**Description of the task**
Check each line of the material for the string "spark", and copy the lines that have it.

(Records shown Opens)

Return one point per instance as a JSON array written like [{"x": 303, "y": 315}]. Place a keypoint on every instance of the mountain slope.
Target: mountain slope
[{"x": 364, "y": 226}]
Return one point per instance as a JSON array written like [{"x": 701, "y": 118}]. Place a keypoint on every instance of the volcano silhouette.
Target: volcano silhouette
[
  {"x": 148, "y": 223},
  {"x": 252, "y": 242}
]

(Records shown Closes)
(Records shown Opens)

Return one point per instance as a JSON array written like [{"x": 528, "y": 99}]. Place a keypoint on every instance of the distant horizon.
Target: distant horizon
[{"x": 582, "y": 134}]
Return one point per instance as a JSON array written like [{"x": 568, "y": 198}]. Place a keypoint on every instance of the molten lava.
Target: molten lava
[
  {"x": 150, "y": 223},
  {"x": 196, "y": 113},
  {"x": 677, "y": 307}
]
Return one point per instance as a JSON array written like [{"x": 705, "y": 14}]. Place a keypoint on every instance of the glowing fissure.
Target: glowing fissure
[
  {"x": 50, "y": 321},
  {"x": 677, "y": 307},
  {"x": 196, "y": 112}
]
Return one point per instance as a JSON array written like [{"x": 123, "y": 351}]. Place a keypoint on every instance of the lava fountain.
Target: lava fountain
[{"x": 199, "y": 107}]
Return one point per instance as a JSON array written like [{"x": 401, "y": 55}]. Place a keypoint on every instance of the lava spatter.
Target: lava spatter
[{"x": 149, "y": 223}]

(Records shown Closes)
(Records shown Opens)

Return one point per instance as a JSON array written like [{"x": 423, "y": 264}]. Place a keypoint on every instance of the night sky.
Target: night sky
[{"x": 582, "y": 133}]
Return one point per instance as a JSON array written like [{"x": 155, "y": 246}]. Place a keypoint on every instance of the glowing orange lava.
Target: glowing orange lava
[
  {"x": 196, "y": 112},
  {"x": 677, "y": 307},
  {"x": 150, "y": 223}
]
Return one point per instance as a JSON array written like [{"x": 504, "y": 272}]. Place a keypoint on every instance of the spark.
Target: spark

(Records shown Closes)

**Output of the exercise**
Return one point per instance as a JSON array written like [{"x": 504, "y": 272}]. Place a keypoint on every instance of the spark.
Target: spark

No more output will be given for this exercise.